• WHAT IS EXPECTED: Update the lines below by changing every "outline" to "boundary". Leave everything else as it is.

[Region outline entries]
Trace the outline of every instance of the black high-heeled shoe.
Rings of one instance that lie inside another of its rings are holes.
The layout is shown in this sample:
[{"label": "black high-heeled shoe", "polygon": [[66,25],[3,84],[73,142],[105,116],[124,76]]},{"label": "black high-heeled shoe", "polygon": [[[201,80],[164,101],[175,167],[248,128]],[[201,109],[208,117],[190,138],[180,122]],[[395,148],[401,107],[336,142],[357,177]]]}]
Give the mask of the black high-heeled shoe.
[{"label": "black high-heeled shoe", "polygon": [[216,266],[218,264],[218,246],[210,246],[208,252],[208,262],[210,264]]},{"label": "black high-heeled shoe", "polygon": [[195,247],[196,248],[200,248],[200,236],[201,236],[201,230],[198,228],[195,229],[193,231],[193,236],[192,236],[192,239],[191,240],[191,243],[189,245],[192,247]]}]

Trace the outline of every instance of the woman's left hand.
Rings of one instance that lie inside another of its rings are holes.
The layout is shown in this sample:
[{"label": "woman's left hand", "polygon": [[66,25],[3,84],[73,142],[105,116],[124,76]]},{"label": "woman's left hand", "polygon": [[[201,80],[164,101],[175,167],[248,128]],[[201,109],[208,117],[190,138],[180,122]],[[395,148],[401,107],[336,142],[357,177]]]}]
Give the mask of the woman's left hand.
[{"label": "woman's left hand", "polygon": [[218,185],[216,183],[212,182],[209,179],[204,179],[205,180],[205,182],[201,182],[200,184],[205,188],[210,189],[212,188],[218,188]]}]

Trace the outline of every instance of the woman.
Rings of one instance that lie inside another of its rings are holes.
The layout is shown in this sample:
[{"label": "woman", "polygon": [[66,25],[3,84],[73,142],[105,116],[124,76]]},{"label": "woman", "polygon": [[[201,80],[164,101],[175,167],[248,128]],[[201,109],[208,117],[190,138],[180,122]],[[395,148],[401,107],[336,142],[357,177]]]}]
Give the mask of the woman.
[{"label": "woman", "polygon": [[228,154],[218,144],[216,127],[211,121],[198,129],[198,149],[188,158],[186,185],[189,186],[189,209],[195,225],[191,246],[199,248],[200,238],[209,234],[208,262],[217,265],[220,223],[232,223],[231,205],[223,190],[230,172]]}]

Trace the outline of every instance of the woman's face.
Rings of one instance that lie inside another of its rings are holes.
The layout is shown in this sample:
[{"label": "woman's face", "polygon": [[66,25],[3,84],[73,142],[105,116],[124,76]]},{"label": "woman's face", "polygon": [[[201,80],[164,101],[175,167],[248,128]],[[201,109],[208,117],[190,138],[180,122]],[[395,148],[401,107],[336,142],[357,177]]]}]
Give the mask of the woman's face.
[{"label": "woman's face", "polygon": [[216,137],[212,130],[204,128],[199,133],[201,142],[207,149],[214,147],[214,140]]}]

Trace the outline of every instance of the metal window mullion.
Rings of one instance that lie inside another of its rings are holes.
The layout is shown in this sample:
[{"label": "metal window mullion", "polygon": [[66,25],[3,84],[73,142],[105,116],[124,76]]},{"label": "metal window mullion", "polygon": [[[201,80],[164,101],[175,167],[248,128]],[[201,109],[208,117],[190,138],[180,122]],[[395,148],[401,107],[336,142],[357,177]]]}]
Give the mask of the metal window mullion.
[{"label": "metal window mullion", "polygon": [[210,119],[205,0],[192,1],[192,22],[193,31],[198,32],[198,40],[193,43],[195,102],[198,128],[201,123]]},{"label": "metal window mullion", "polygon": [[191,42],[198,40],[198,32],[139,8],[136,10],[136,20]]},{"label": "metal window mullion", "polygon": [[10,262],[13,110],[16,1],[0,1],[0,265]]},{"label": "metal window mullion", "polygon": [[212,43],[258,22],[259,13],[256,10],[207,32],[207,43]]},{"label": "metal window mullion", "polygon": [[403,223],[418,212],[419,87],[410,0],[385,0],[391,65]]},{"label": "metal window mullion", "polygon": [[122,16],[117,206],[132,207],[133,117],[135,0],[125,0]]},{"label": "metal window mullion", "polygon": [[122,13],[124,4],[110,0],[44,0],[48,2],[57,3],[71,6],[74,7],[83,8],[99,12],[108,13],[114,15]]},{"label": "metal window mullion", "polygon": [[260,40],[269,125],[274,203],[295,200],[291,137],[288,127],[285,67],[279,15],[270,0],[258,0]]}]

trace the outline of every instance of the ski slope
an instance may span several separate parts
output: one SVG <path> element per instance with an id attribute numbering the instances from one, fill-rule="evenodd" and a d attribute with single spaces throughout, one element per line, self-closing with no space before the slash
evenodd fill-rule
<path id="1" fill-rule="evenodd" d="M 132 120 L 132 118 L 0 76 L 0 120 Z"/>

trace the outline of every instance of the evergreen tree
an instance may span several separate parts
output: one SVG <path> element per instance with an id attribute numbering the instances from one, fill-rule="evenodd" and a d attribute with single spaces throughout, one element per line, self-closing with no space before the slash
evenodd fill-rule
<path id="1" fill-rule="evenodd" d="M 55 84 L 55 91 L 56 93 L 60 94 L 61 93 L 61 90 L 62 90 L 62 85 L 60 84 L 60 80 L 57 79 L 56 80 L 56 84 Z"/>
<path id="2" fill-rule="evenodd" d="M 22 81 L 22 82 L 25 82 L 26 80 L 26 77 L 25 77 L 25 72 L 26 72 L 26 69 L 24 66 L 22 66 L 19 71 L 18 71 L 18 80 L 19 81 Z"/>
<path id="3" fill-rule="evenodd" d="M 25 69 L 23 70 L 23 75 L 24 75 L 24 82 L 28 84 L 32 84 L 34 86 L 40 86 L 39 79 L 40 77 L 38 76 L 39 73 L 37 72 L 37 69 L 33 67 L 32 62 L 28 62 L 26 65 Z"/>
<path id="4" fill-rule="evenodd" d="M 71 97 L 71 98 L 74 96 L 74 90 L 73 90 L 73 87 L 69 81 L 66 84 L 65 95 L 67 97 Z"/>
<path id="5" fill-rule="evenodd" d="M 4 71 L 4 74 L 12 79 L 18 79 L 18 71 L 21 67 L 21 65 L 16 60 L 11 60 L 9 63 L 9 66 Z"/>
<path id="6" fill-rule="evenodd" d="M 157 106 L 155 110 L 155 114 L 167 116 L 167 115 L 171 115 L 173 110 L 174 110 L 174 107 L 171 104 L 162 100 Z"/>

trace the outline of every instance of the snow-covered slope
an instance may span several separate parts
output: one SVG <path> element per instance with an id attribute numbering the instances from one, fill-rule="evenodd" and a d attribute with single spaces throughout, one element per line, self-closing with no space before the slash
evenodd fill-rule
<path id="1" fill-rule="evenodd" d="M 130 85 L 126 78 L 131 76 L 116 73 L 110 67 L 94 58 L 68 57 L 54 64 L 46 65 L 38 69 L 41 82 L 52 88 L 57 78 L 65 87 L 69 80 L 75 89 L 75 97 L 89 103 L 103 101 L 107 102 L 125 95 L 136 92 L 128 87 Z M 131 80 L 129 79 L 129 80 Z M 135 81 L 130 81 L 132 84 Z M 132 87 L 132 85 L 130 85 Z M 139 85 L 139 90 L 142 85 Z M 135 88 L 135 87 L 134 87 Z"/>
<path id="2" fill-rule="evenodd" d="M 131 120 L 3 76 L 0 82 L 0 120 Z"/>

• FULL RESPONSE:
Trace the boundary of every instance of the black high-heeled shoe.
Rings of one instance that lie inside another of its rings are holes.
The layout is shown in this sample:
[{"label": "black high-heeled shoe", "polygon": [[66,25],[3,84],[73,142],[105,116],[124,76]]},{"label": "black high-heeled shoe", "polygon": [[[201,80],[164,101],[175,167],[248,128]],[[201,109],[208,117],[190,138],[180,122]],[[395,148],[401,107],[336,142],[357,177]]]}]
Give the mask of the black high-heeled shoe.
[{"label": "black high-heeled shoe", "polygon": [[216,266],[218,264],[218,246],[210,246],[208,252],[208,262],[210,264]]},{"label": "black high-heeled shoe", "polygon": [[195,247],[196,248],[200,248],[200,236],[201,236],[201,230],[198,228],[195,229],[193,231],[193,236],[192,236],[192,239],[191,240],[191,243],[189,245],[192,247]]}]

Trace the boundary of every instance of the woman's left hand.
Rings of one instance that lie inside another of its rings are holes.
The layout is shown in this sample:
[{"label": "woman's left hand", "polygon": [[66,25],[3,84],[73,142],[105,116],[124,76]]},{"label": "woman's left hand", "polygon": [[[201,80],[164,101],[175,167],[248,128]],[[201,109],[208,117],[190,138],[180,122]],[[395,148],[401,107],[336,142],[357,177]]]}]
Give the mask of the woman's left hand.
[{"label": "woman's left hand", "polygon": [[218,185],[216,183],[212,182],[209,179],[204,179],[205,180],[205,182],[201,182],[200,184],[205,188],[210,189],[212,188],[218,188]]}]

Trace the boundary of every instance of the woman.
Rings of one instance that lie inside another of its rings are holes.
The layout is shown in this sample:
[{"label": "woman", "polygon": [[66,25],[3,84],[73,142],[105,116],[124,76]]},{"label": "woman", "polygon": [[[201,80],[164,101],[175,167],[248,128]],[[201,109],[208,117],[190,138],[180,122]],[[395,148],[401,107],[336,142],[357,177]]]}]
Give the mask of the woman.
[{"label": "woman", "polygon": [[228,154],[218,144],[216,127],[211,121],[198,129],[198,149],[188,158],[186,185],[189,186],[189,209],[195,225],[191,246],[199,248],[200,238],[209,234],[208,262],[217,265],[220,223],[232,223],[231,205],[223,190],[230,172]]}]

Trace the boundary of every instance of the woman's face.
Rings of one instance that lie inside another of its rings are holes.
The layout is shown in this sample:
[{"label": "woman's face", "polygon": [[66,25],[3,84],[73,142],[105,116],[124,76]]},{"label": "woman's face", "polygon": [[[201,80],[164,101],[175,167],[248,128]],[[201,109],[208,117],[190,138],[180,122]],[[395,148],[401,107],[336,142],[357,177]]]}]
Give the mask of the woman's face.
[{"label": "woman's face", "polygon": [[216,137],[212,130],[204,128],[199,133],[201,142],[207,149],[214,147],[214,140]]}]

Trace the boundary of every instance of the metal window mullion.
Rings of one instance that lie inside another of its rings are holes.
The layout is shown in this sample:
[{"label": "metal window mullion", "polygon": [[66,25],[3,84],[73,142],[105,116],[124,76]]},{"label": "metal window mullion", "polygon": [[[201,80],[164,101],[175,167],[248,128]],[[201,109],[208,117],[190,138],[180,122]],[[395,148],[401,107],[336,142],[357,177]]]}]
Give the mask of the metal window mullion.
[{"label": "metal window mullion", "polygon": [[210,119],[205,0],[192,1],[192,22],[193,31],[198,32],[198,40],[193,43],[195,102],[198,128],[201,123]]},{"label": "metal window mullion", "polygon": [[191,42],[198,40],[198,32],[139,8],[136,10],[136,20]]},{"label": "metal window mullion", "polygon": [[10,262],[13,110],[16,1],[0,1],[0,265]]},{"label": "metal window mullion", "polygon": [[212,43],[258,22],[259,13],[256,10],[207,32],[207,43]]},{"label": "metal window mullion", "polygon": [[403,223],[418,212],[419,87],[410,0],[385,0],[391,65]]},{"label": "metal window mullion", "polygon": [[122,16],[117,206],[132,207],[133,117],[135,0],[125,0]]},{"label": "metal window mullion", "polygon": [[122,13],[124,4],[110,0],[44,0],[48,2],[57,3],[71,6],[74,7],[83,8],[99,12],[108,13],[114,15]]},{"label": "metal window mullion", "polygon": [[260,40],[269,125],[274,203],[295,200],[291,137],[288,127],[285,67],[279,15],[270,0],[258,0]]}]

trace the boundary of every instance of the ski slope
an instance may span several separate parts
output: one SVG <path> element per instance with an id attribute numbering the instances from one, fill-rule="evenodd" and a d attribute with single spaces throughout, one element per line, self-closing with no space before the slash
evenodd fill-rule
<path id="1" fill-rule="evenodd" d="M 132 120 L 132 118 L 0 76 L 0 120 Z"/>

trace the boundary of every instance of the evergreen tree
an instance may span several separate parts
output: one SVG <path> element per instance with an id attribute numbering the instances from one, fill-rule="evenodd" and a d attribute with single spaces throughout, one element per line, self-closing with no space before the slash
evenodd fill-rule
<path id="1" fill-rule="evenodd" d="M 55 84 L 55 91 L 56 93 L 60 94 L 61 93 L 61 90 L 62 90 L 62 85 L 60 84 L 60 80 L 57 79 L 56 80 L 56 84 Z"/>
<path id="2" fill-rule="evenodd" d="M 22 81 L 22 82 L 25 82 L 26 80 L 26 77 L 25 77 L 25 72 L 26 72 L 26 69 L 24 66 L 22 66 L 19 71 L 18 71 L 18 80 L 19 81 Z"/>
<path id="3" fill-rule="evenodd" d="M 25 69 L 23 70 L 23 75 L 24 75 L 24 82 L 28 84 L 32 84 L 34 86 L 40 86 L 39 79 L 40 77 L 38 76 L 39 73 L 37 72 L 37 69 L 33 67 L 32 62 L 28 62 L 26 65 Z"/>
<path id="4" fill-rule="evenodd" d="M 71 97 L 71 98 L 74 96 L 74 90 L 73 90 L 73 87 L 69 81 L 66 84 L 65 95 L 67 97 Z"/>
<path id="5" fill-rule="evenodd" d="M 4 71 L 4 74 L 12 79 L 18 79 L 18 71 L 21 67 L 21 65 L 16 60 L 11 60 L 9 63 L 9 66 Z"/>
<path id="6" fill-rule="evenodd" d="M 157 106 L 155 110 L 155 114 L 167 116 L 167 115 L 171 115 L 173 110 L 174 110 L 174 107 L 171 104 L 162 100 Z"/>

trace the boundary of every instance of the snow-covered slope
an instance may span several separate parts
output: one SVG <path> element per instance with an id attribute numbering the instances from one, fill-rule="evenodd" and a d attribute with single spaces throughout, one element per line, self-closing with no space before the slash
evenodd fill-rule
<path id="1" fill-rule="evenodd" d="M 130 85 L 126 78 L 131 76 L 116 73 L 110 67 L 94 58 L 68 57 L 54 64 L 46 65 L 38 69 L 41 82 L 52 88 L 57 78 L 65 87 L 69 80 L 75 89 L 75 97 L 89 103 L 103 101 L 107 102 L 125 95 L 136 92 L 128 87 Z M 131 80 L 129 79 L 129 80 Z M 135 81 L 130 81 L 132 84 Z M 132 87 L 132 85 L 130 85 Z M 139 85 L 139 90 L 142 85 Z M 135 88 L 135 87 L 134 87 Z"/>
<path id="2" fill-rule="evenodd" d="M 131 120 L 3 76 L 0 82 L 0 120 Z"/>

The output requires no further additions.